# [Data]
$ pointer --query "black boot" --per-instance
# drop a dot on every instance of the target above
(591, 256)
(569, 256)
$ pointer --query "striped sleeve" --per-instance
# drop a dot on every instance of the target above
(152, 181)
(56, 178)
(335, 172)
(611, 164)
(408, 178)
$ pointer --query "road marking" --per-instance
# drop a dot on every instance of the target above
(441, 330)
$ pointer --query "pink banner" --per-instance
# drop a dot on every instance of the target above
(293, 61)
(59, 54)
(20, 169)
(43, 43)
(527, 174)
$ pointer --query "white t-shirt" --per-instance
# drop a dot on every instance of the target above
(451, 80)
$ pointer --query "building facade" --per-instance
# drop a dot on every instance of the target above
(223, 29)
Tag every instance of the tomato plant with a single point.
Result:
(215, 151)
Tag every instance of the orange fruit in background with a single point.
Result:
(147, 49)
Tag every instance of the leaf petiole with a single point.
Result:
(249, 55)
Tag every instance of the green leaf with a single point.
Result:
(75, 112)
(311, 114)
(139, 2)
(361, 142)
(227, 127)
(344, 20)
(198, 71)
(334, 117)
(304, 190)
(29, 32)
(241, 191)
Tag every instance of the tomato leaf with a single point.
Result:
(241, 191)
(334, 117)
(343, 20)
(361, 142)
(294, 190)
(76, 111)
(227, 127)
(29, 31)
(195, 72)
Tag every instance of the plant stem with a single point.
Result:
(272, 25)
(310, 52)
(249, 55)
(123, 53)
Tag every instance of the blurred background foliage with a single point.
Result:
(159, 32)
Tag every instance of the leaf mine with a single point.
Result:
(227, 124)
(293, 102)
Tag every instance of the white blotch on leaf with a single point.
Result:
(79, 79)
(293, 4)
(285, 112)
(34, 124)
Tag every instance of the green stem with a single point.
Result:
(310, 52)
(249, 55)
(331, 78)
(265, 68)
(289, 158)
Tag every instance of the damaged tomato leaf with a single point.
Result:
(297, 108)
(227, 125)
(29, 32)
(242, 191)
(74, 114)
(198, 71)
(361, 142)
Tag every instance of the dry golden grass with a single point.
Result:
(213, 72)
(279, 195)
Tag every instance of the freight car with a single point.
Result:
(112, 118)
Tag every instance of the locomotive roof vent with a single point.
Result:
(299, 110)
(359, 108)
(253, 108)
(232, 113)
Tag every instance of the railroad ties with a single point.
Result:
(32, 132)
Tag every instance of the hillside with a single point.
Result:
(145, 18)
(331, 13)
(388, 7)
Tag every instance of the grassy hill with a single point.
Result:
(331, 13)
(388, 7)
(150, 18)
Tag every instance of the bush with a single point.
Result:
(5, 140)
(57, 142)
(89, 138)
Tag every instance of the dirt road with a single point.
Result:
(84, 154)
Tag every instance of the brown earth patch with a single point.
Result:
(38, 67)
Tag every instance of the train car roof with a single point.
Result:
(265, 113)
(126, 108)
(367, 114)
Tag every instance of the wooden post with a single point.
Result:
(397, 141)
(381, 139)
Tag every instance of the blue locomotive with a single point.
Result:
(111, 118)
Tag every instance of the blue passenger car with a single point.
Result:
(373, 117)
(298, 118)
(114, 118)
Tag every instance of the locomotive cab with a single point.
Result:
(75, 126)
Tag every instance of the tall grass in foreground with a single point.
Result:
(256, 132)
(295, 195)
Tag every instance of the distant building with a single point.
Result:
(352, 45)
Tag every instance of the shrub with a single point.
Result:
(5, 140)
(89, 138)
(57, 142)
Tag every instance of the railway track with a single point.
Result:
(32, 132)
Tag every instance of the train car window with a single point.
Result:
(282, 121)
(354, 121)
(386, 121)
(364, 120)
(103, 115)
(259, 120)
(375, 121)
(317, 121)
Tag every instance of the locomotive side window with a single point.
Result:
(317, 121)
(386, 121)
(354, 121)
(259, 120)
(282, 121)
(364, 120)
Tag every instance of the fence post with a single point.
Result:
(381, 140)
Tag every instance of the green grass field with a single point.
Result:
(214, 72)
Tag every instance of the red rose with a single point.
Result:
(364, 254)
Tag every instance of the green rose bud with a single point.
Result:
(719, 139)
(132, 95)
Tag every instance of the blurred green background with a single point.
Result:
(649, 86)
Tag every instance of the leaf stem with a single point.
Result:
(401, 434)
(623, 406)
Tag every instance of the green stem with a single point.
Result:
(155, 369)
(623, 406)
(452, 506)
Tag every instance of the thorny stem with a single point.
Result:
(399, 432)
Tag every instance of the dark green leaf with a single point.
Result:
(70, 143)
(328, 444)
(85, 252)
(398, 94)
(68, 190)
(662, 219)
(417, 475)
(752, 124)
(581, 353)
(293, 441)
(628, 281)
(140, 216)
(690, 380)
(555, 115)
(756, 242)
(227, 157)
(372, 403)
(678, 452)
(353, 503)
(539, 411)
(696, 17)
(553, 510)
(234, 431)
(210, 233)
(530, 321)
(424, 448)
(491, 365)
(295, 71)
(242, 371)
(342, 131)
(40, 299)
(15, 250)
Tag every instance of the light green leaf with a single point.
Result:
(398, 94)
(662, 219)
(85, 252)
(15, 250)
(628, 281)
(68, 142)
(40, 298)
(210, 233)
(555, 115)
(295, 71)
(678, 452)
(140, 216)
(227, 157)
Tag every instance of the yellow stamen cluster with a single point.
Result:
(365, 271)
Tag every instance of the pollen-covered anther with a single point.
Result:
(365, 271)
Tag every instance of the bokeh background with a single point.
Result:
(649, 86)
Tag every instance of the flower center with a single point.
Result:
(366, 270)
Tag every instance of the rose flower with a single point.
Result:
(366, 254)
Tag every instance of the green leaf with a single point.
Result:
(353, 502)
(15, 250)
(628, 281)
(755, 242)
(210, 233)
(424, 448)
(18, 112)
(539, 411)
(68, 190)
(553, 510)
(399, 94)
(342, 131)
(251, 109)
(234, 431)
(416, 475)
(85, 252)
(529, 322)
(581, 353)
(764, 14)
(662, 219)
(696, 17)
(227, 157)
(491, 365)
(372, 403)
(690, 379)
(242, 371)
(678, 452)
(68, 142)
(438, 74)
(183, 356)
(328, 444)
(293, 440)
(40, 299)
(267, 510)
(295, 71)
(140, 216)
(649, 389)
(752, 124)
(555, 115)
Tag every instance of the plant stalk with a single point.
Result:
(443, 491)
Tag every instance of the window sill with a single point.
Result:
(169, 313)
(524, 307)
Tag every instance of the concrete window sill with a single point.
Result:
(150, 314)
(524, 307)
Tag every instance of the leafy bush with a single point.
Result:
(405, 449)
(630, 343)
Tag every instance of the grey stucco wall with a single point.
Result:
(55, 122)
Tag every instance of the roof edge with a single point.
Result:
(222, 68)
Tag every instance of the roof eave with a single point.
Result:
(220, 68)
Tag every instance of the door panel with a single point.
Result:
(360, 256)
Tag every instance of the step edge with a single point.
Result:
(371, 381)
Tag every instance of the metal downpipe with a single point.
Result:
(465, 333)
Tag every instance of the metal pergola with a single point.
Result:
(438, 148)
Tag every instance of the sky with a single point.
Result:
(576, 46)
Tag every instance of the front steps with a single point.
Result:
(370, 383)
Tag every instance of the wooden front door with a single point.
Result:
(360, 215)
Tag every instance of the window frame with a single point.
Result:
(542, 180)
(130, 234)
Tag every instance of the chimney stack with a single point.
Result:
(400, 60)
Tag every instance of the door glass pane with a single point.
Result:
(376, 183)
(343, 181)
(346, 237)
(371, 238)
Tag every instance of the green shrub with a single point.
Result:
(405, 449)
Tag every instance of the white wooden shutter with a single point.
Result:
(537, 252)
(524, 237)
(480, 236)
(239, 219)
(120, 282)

# [Exercise brief]
The whole listing, restated word for word, is the expected answer.

# [Task output]
$ pointer --query "black boot" --per-instance
# drop a dot on every instance of the target above
(591, 256)
(569, 256)
$ pointer --query "striped sleeve" --per-instance
# drop a dot on every instance of the target above
(152, 181)
(56, 178)
(335, 172)
(611, 164)
(408, 178)
$ pointer --query "road marking" --per-instance
# drop a dot on every instance of the target above
(441, 330)
$ pointer --query "pink banner" --per-instance
# drop a dot on every instance of the target above
(293, 61)
(59, 54)
(20, 169)
(43, 43)
(527, 174)
$ pointer --query "white t-shirt" --per-instance
# drop a dot on every instance of the target above
(451, 80)
$ pointer --query "building facade" --per-instance
# drop a dot on every instance of the target above
(223, 29)
Tag every instance of the tomato plant with a single point.
Result:
(215, 151)
Tag every instance of the orange fruit in background with a single point.
Result:
(147, 49)
Tag every instance of the leaf petiole with a single point.
Result:
(249, 55)
Tag every instance of the green leaf with a single point.
Result:
(75, 112)
(311, 114)
(139, 2)
(361, 142)
(227, 127)
(344, 20)
(198, 71)
(334, 117)
(304, 190)
(29, 32)
(241, 191)
Tag every instance of the tomato leaf with a single point.
Result:
(241, 191)
(334, 117)
(343, 20)
(361, 142)
(294, 190)
(76, 111)
(227, 127)
(29, 31)
(195, 72)
Tag every instance of the plant stem with a single point.
Result:
(272, 25)
(310, 52)
(249, 55)
(123, 53)
Tag every instance of the blurred background foliage with a single point.
Result:
(159, 32)
Tag every instance of the leaf mine with a single point.
Result:
(227, 124)
(293, 102)
Tag every instance of the white blotch on leaf with a single point.
Result:
(79, 79)
(293, 4)
(285, 112)
(34, 124)
Tag every instance of the green stem with a single point.
Result:
(310, 52)
(249, 55)
(331, 78)
(265, 68)
(289, 158)
Tag every instance of the damaged tomato leaf with a single point.
Result:
(297, 108)
(227, 125)
(29, 32)
(242, 191)
(74, 114)
(198, 71)
(361, 142)
Tag every instance of the dry golden grass with a single point.
Result:
(213, 72)
(279, 195)
Tag every instance of the freight car with a single point.
Result:
(112, 118)
Tag every instance of the locomotive roof vent with a single point.
Result:
(299, 110)
(359, 108)
(253, 108)
(232, 113)
Tag every instance of the railroad ties with a single point.
Result:
(32, 132)
Tag every instance of the hillside with a single point.
Result:
(145, 18)
(331, 13)
(388, 7)
Tag every instance of the grassy hill with a single point.
Result:
(331, 13)
(388, 7)
(150, 18)
Tag every instance of the bush with a single point.
Result:
(5, 140)
(57, 142)
(89, 138)
Tag every instance of the dirt road with a single point.
Result:
(84, 154)
Tag every instance of the brown earth patch with a single point.
Result:
(38, 67)
Tag every instance of the train car roof with a single point.
Result:
(265, 113)
(126, 108)
(367, 114)
Tag every instance of the wooden post with a single point.
Result:
(397, 141)
(381, 139)
Tag every instance of the blue locomotive with a single point.
Result:
(111, 118)
Tag every instance of the blue passenger car with a single point.
Result:
(373, 117)
(298, 118)
(114, 118)
Tag every instance of the locomotive cab with a single point.
Result:
(75, 126)
Tag every instance of the tall grass in foreground with a single point.
Result:
(256, 132)
(295, 195)
Tag every instance of the distant building with a single point.
Result:
(352, 45)
Tag every instance of the shrub with a single point.
Result:
(5, 140)
(89, 138)
(57, 142)
Tag every instance of the railway track with a single point.
Result:
(32, 132)
Tag every instance of the train car window with a single point.
Result:
(282, 121)
(354, 121)
(386, 121)
(364, 120)
(103, 115)
(259, 120)
(375, 121)
(317, 121)
Tag every instance of the locomotive side window with a single point.
Result:
(317, 121)
(386, 121)
(354, 121)
(259, 120)
(282, 121)
(364, 120)
Tag every instance of the fence post with a single point.
Result:
(381, 140)
Tag every instance of the green grass field with a single point.
Result:
(214, 72)
Tag every instance of the red rose with a single point.
Result:
(364, 254)
Tag every instance of the green rose bud with a single point.
Result:
(719, 139)
(132, 95)
Tag every instance of the blurred green background with a single point.
Result:
(649, 86)
Tag every instance of the leaf stem with a single point.
Result:
(401, 434)
(623, 406)
Tag every instance of the green stem with a single point.
Result:
(155, 369)
(623, 406)
(452, 506)
Tag every instance of the thorny stem with a single point.
Result:
(399, 432)
Tag every instance of the dark green leaf with a single point.
Result:
(70, 143)
(328, 444)
(85, 252)
(398, 94)
(68, 190)
(662, 219)
(417, 475)
(752, 124)
(581, 353)
(293, 441)
(628, 281)
(140, 216)
(690, 380)
(555, 115)
(756, 242)
(227, 157)
(372, 403)
(678, 452)
(353, 503)
(539, 411)
(696, 17)
(553, 510)
(234, 431)
(210, 233)
(530, 321)
(424, 448)
(491, 365)
(295, 71)
(242, 371)
(342, 131)
(40, 299)
(15, 250)
Tag every instance of the light green leaf with a single point.
Result:
(398, 94)
(662, 219)
(85, 252)
(15, 250)
(628, 281)
(68, 142)
(40, 298)
(210, 233)
(555, 115)
(295, 71)
(678, 452)
(140, 216)
(227, 157)
Tag every instance of the yellow stamen cluster with a single point.
Result:
(365, 271)
Tag every instance of the pollen-covered anther with a single point.
Result:
(365, 271)
Tag every instance of the bokeh background with a single point.
Result:
(649, 86)
Tag every instance of the flower center with a single point.
Result:
(366, 270)
Tag every instance of the rose flower with a single point.
Result:
(366, 254)
Tag every instance of the green leaf with a single point.
Result:
(353, 502)
(15, 250)
(628, 281)
(755, 242)
(210, 233)
(424, 448)
(18, 112)
(539, 411)
(68, 190)
(553, 510)
(399, 94)
(342, 131)
(251, 109)
(234, 431)
(416, 475)
(85, 252)
(529, 322)
(581, 353)
(764, 14)
(662, 219)
(696, 17)
(227, 157)
(491, 365)
(372, 403)
(690, 379)
(242, 371)
(678, 452)
(68, 142)
(438, 74)
(183, 356)
(328, 444)
(293, 440)
(40, 299)
(267, 510)
(295, 71)
(140, 216)
(649, 389)
(752, 124)
(555, 115)
Tag every instance of the plant stalk with a single point.
Result:
(443, 491)
Tag every instance of the window sill with a single point.
Result:
(169, 313)
(524, 307)
Tag every instance of the concrete window sill with a single point.
Result:
(150, 314)
(524, 307)
Tag every instance of the leafy bush with a single point.
Result:
(405, 449)
(630, 343)
Tag every instance of the grey stucco wall with a single point.
Result:
(55, 122)
Tag every instance of the roof edge with a single point.
Result:
(222, 68)
Tag every instance of the roof eave with a single point.
Result:
(220, 68)
Tag every instance of the door panel with a single point.
Result:
(360, 256)
Tag every instance of the step edge with a single point.
Result:
(371, 381)
Tag every instance of the metal downpipe with a single point.
Result:
(465, 333)
Tag every instance of the metal pergola with a single point.
Result:
(438, 148)
Tag every instance of the sky with a single point.
Result:
(576, 46)
Tag every instance of the front steps with a single point.
Result:
(370, 383)
Tag every instance of the wooden front door with a single point.
Result:
(360, 215)
Tag every instance of the window frame with a single point.
Result:
(542, 180)
(130, 234)
Tag every instance of the chimney stack with a single point.
Result:
(400, 60)
Tag every instance of the door glass pane with a single point.
Result:
(376, 183)
(343, 181)
(346, 237)
(371, 238)
Tag every instance of the green shrub with a single point.
Result:
(405, 449)
Tag every instance of the white wooden shutter with a single point.
Result:
(537, 252)
(524, 237)
(480, 236)
(239, 219)
(120, 282)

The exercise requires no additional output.